What the task asks
Answer these questions from the text on the Tozhu:
(a) Which settlement is the regional administrative center?
(b) What annual payment per reindeer was agreed on?
(c) On what date was the law on guarantees of the rights of indigenous peoples in the Republic of Tyva signed?

Study text
The Tozhu. The Surrounding Society and the Main Economic Activity of the Region of Residence

The Tozhu kozhuun occupies the northeastern part of the Republic of Tyva and borders on the Kyzyl, Piy-Khem and Kaa-Khem kozhuuns, the Republic of Buryatia, the Irkutsk region, and the Krasnoyarsk Territory. 

The regional administrative center (sumon) is Toora-Khem. According to the Office of the Ministry of Justice of the Russian Federation, 19 territorial-neighboring communities of the Tozhu-Tuvans are registered in the Republic of Tyva.

The Association of Communities of Indigenous Tozhu Tuvans “Tos Chadyr” (“The Birch Bark Chum”) is active in the district. The President of the Association is Svetlana Demkina, who is a member of the Public Chamber of the Republic of Tyva, and a member of the Coordinating Council of the Association of Indigenous Peoples of the North, Siberia, and the Far East of the Russian Federation.

With the support of the Government of the Republic of Tyva and the Public Chamber of the Republic of Tyva, an agreement was reached to pay 2400 rubles per reindeer a year. Reindeer herders receive half of this amount from the republican budget, and the other half from the Reindeer Herders Support Fund (funds from industrial companies).

On July 16, 2020, the government signed the law “On Guarantees of the Rights of Indigenous Peoples of the Russian Federation on the Territory of the Republic of Tyva.” As a result, state support includes payments (either in a form of one-time a lump sum or regular payments) and/or in-kind aid (food, clothing, shoes, spa and resort vouchers, and other types of assistance) from the budget of the Republic of Tyva in accordance with the laws of the Republic regarding minorities in order to help them preserve their traditional way of life.

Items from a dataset
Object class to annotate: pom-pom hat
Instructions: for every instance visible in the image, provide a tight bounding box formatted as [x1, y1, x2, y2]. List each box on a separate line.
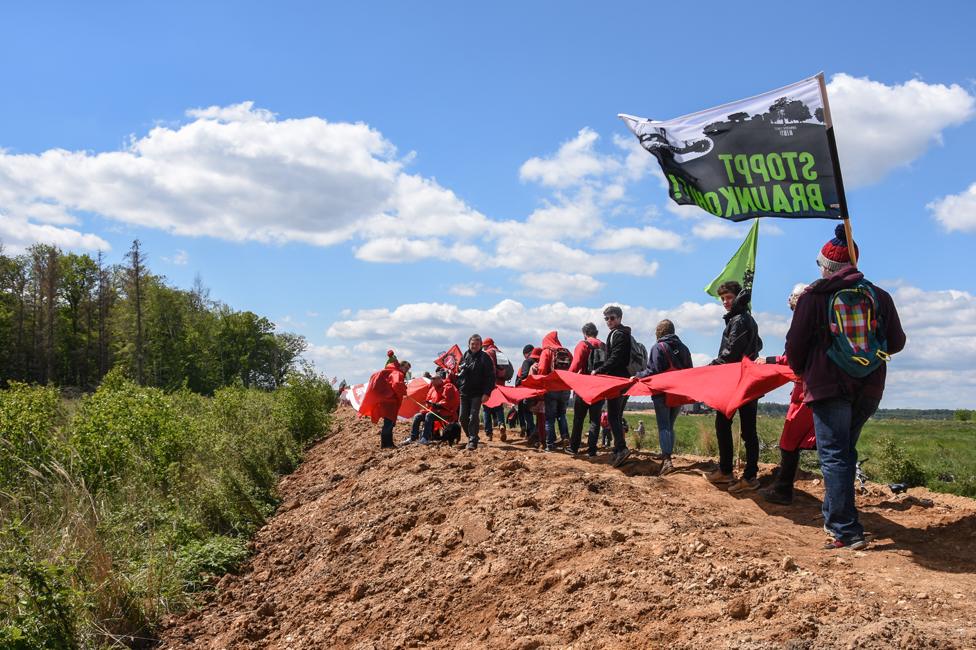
[817, 224, 861, 273]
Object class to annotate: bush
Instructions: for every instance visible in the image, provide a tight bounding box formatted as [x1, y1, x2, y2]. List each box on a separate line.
[0, 382, 63, 488]
[879, 438, 926, 487]
[0, 524, 78, 650]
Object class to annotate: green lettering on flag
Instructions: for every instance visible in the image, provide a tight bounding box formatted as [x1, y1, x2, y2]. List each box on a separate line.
[705, 219, 759, 298]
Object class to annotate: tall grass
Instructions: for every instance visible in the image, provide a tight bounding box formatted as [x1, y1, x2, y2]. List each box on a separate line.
[0, 369, 336, 648]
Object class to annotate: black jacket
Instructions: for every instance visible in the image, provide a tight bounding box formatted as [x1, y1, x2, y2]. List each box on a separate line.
[594, 325, 631, 377]
[709, 289, 762, 366]
[458, 350, 495, 397]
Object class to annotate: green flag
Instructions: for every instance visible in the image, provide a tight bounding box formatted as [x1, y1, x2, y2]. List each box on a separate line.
[705, 219, 759, 298]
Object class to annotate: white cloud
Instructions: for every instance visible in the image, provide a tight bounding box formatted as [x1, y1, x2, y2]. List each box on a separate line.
[163, 248, 190, 266]
[519, 273, 603, 300]
[593, 226, 684, 250]
[827, 73, 976, 188]
[0, 213, 112, 254]
[519, 127, 621, 188]
[925, 183, 976, 232]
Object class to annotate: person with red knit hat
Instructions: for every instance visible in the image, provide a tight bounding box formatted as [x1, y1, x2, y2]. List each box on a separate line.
[786, 225, 905, 549]
[359, 350, 409, 449]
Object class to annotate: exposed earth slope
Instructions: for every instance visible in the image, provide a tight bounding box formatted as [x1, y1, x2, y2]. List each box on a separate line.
[161, 408, 976, 649]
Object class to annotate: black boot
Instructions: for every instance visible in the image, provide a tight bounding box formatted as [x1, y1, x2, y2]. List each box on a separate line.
[762, 448, 800, 506]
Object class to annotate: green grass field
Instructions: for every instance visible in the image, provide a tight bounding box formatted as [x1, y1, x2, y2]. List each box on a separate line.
[552, 410, 976, 497]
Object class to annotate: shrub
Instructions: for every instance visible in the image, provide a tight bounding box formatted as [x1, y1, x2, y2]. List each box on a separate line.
[0, 382, 63, 488]
[879, 438, 926, 487]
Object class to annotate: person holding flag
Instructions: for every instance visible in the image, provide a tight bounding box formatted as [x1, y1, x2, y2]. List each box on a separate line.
[359, 350, 409, 449]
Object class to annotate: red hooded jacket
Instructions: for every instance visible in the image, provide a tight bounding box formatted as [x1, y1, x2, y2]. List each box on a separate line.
[538, 330, 563, 375]
[359, 363, 407, 423]
[427, 381, 461, 422]
[569, 336, 606, 375]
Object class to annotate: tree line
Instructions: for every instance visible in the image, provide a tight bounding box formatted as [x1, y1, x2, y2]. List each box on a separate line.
[0, 240, 306, 394]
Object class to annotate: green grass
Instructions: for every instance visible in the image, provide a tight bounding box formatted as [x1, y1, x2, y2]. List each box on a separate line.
[556, 410, 976, 497]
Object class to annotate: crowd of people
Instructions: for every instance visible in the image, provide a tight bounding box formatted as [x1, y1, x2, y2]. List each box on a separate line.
[360, 226, 905, 549]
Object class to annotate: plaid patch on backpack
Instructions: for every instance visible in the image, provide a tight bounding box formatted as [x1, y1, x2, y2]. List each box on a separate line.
[827, 280, 891, 377]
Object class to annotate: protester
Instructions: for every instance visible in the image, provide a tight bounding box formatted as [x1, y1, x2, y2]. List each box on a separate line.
[600, 408, 610, 448]
[592, 305, 631, 467]
[706, 280, 762, 494]
[458, 334, 495, 449]
[404, 368, 461, 445]
[566, 323, 607, 458]
[359, 350, 407, 449]
[538, 330, 572, 451]
[515, 343, 538, 438]
[786, 225, 905, 549]
[756, 283, 817, 506]
[483, 337, 508, 442]
[634, 318, 693, 476]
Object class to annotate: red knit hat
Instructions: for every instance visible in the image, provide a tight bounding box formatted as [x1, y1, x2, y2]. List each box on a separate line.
[817, 224, 861, 273]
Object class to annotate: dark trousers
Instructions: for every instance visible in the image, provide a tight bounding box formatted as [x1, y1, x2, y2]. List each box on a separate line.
[715, 400, 759, 480]
[380, 418, 395, 449]
[607, 396, 627, 453]
[458, 395, 484, 444]
[518, 400, 535, 438]
[569, 395, 604, 453]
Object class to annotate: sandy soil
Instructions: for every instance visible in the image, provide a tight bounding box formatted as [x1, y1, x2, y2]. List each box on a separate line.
[161, 408, 976, 650]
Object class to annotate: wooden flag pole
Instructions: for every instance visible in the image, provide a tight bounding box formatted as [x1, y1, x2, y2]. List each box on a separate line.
[817, 72, 857, 268]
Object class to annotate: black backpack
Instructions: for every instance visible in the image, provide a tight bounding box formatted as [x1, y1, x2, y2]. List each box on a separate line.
[552, 348, 573, 370]
[583, 339, 607, 374]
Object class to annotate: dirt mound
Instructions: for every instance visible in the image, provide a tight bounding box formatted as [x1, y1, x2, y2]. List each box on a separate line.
[162, 409, 976, 650]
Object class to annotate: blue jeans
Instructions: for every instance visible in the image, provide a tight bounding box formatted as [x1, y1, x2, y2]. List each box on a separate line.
[810, 396, 881, 542]
[607, 397, 627, 453]
[410, 411, 435, 441]
[380, 418, 396, 449]
[651, 393, 681, 456]
[546, 390, 569, 449]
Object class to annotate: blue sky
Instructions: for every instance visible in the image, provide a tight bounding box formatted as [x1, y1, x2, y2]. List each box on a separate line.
[0, 2, 976, 408]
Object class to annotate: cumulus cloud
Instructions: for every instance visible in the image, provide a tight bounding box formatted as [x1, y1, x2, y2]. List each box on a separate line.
[925, 183, 976, 232]
[519, 273, 603, 300]
[827, 73, 976, 188]
[519, 127, 621, 188]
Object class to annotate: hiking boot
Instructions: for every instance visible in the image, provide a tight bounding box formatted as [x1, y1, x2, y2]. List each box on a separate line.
[704, 469, 735, 485]
[823, 537, 868, 551]
[657, 456, 674, 476]
[759, 485, 793, 506]
[611, 447, 630, 467]
[729, 477, 759, 494]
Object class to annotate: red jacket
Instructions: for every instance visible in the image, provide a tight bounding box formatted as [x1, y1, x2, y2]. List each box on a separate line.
[427, 381, 461, 422]
[359, 363, 407, 423]
[569, 336, 604, 375]
[538, 330, 563, 375]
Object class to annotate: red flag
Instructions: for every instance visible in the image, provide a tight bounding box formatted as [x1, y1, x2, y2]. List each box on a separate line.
[631, 359, 796, 417]
[434, 343, 463, 374]
[397, 377, 430, 419]
[482, 386, 546, 408]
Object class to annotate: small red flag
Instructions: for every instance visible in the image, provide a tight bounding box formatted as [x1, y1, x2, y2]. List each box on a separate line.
[434, 343, 461, 373]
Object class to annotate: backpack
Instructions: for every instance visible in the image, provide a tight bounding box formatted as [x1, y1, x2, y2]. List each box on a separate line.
[495, 350, 515, 381]
[583, 339, 607, 374]
[627, 336, 647, 377]
[827, 280, 891, 378]
[552, 348, 573, 370]
[657, 341, 691, 372]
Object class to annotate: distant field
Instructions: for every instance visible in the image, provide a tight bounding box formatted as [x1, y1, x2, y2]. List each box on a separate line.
[548, 411, 976, 497]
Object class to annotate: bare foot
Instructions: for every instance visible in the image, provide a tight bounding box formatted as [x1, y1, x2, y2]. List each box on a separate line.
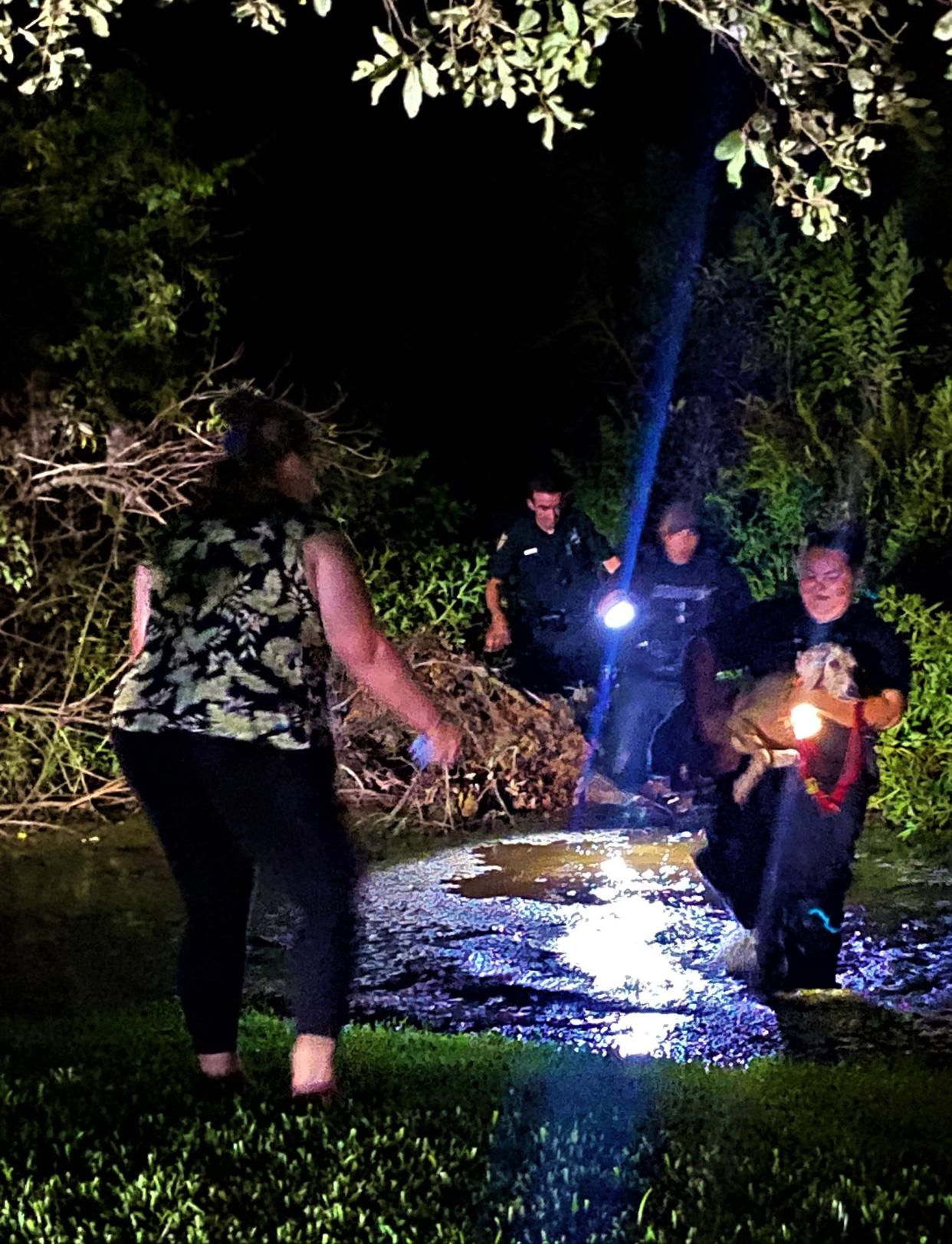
[291, 1032, 337, 1096]
[198, 1051, 244, 1080]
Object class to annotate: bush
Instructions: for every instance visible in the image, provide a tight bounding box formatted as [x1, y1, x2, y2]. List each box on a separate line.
[872, 589, 952, 843]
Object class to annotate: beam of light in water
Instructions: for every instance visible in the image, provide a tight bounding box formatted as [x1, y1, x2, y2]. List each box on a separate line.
[602, 599, 636, 631]
[790, 704, 822, 739]
[575, 133, 722, 806]
[806, 907, 840, 935]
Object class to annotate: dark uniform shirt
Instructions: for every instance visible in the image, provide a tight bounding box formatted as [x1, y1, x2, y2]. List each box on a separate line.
[708, 596, 911, 783]
[489, 510, 613, 625]
[633, 549, 750, 681]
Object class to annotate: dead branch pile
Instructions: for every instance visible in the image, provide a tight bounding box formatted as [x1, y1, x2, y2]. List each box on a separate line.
[332, 635, 585, 827]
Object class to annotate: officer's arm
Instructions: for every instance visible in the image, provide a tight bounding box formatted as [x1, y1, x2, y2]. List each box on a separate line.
[794, 688, 906, 731]
[130, 566, 152, 657]
[485, 577, 511, 652]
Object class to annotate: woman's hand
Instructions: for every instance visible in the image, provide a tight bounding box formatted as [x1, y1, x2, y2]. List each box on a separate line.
[427, 717, 463, 765]
[484, 615, 513, 652]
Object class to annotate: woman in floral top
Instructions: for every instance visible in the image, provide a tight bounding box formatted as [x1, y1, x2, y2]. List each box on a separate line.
[112, 392, 459, 1097]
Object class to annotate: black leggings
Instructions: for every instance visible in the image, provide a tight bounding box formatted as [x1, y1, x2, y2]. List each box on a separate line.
[113, 730, 355, 1054]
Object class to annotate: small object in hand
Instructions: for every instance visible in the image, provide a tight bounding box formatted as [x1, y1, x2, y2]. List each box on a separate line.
[790, 704, 822, 739]
[409, 734, 435, 769]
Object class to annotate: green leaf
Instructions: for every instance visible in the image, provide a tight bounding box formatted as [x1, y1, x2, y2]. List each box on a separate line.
[371, 70, 397, 107]
[714, 130, 744, 160]
[373, 26, 401, 56]
[84, 5, 110, 38]
[846, 68, 876, 90]
[727, 147, 747, 188]
[810, 4, 830, 36]
[403, 64, 423, 118]
[419, 61, 439, 100]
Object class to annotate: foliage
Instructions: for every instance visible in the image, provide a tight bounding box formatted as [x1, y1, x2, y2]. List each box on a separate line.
[872, 589, 952, 842]
[0, 72, 229, 422]
[0, 0, 952, 240]
[362, 543, 489, 649]
[0, 1004, 952, 1244]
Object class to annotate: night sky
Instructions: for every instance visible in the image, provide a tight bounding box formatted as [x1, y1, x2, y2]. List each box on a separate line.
[11, 2, 948, 525]
[96, 5, 749, 520]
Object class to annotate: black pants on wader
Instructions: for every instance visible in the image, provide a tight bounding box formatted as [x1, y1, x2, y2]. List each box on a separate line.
[113, 730, 355, 1054]
[696, 766, 872, 989]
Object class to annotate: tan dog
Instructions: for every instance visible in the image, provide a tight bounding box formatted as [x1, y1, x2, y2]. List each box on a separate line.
[727, 643, 858, 805]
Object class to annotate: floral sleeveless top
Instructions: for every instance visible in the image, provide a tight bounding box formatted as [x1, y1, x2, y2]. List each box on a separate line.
[112, 509, 332, 749]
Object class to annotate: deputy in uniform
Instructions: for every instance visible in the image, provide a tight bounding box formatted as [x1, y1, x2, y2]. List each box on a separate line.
[602, 501, 750, 790]
[485, 475, 621, 694]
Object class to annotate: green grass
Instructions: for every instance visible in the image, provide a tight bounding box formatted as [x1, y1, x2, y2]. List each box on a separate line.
[0, 1004, 952, 1244]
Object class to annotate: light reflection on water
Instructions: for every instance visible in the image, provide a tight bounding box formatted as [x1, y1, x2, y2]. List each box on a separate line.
[447, 835, 718, 1056]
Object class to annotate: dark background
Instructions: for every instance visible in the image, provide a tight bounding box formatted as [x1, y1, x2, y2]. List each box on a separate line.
[9, 0, 950, 537]
[110, 5, 753, 522]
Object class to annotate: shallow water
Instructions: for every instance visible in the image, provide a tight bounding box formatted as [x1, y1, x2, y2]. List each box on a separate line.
[0, 825, 952, 1065]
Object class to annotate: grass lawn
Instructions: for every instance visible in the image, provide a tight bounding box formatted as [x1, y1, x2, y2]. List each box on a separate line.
[0, 1004, 952, 1244]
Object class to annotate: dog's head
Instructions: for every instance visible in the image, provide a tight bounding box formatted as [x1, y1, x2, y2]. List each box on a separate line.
[796, 643, 860, 699]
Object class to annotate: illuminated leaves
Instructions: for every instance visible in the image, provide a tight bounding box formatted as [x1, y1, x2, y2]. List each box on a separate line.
[0, 0, 952, 236]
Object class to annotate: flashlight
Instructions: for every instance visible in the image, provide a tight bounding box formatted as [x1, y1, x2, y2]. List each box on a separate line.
[601, 596, 636, 631]
[790, 704, 822, 739]
[409, 734, 435, 769]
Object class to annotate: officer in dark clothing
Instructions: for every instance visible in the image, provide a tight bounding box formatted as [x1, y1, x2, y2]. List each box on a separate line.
[603, 501, 750, 790]
[485, 475, 621, 694]
[687, 527, 911, 989]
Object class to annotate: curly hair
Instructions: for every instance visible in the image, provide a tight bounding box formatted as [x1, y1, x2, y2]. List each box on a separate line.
[204, 386, 313, 507]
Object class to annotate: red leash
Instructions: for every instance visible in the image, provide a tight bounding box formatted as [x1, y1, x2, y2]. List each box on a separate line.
[796, 701, 864, 812]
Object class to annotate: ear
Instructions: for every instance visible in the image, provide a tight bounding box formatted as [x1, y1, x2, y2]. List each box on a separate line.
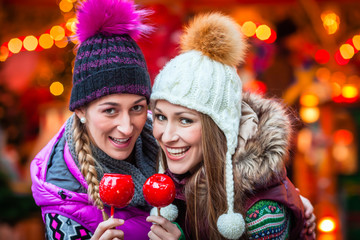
[75, 108, 85, 119]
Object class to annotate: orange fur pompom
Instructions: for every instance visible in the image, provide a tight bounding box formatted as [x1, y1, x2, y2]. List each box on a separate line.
[181, 13, 247, 66]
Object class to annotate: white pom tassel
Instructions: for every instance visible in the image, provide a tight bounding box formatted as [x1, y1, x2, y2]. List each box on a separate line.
[217, 213, 245, 239]
[150, 204, 178, 222]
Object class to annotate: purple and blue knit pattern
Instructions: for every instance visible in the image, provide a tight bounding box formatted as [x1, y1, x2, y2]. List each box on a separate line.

Written solution
(a) Toora-Khem
(b) 2400 rubles per reindeer a year
(c) July 16, 2020